» **Exercise objective**
Reproduce the data below verbatim, from the line containing "as [598, 368]." down to the final line of the data, both included.

Excerpt from a data file:

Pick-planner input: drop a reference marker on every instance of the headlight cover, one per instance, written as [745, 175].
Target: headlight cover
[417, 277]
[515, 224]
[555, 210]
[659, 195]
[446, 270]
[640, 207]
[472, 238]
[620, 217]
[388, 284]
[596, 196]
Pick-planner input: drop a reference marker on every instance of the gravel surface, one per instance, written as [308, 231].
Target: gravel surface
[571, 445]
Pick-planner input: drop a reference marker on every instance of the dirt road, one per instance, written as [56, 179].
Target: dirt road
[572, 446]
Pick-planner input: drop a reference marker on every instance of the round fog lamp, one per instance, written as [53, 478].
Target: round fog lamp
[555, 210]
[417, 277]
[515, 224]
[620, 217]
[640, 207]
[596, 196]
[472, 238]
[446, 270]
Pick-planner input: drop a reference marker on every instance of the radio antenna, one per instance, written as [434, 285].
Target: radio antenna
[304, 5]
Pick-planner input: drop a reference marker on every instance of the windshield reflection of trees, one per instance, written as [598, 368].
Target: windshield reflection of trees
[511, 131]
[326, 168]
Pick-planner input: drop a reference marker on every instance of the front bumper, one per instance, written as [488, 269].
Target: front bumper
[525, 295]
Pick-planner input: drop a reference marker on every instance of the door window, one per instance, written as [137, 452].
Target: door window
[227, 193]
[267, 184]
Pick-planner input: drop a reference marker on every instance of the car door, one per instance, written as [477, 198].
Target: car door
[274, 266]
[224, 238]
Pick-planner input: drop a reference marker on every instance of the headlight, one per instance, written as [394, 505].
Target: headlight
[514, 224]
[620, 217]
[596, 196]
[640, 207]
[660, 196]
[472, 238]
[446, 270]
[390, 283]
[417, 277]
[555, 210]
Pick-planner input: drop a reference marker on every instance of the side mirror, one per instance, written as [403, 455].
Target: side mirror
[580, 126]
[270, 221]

» **Correct output**
Pick-planner input: drop a reference marker on every instance of the windshield reflection of trees, one per instance, written as [598, 368].
Target: windshield reflection of trees
[511, 131]
[326, 168]
Pick-planner input: drop a reference marker on every instance of the front bumper, one per instance, written as [488, 269].
Target: front bumper
[525, 295]
Pick-planner input: drop a reference marker on every instance of the door window, one per instance, written as [137, 452].
Target: door window
[227, 193]
[267, 184]
Pick-planner input: drop a reference marker on every instance of the car door, one per instance, written as [477, 198].
Target: car door
[274, 266]
[224, 238]
Pick-planner input: drop a reference marker on every instance of the headlight, one per instance, written as [394, 505].
Target: headlight
[514, 224]
[620, 217]
[596, 196]
[640, 207]
[660, 196]
[472, 238]
[446, 270]
[390, 283]
[417, 277]
[555, 210]
Pick-planner input: drop a reference marker on every instance of the side mirror, one per instance, written as [403, 455].
Target: side mirror
[580, 126]
[270, 221]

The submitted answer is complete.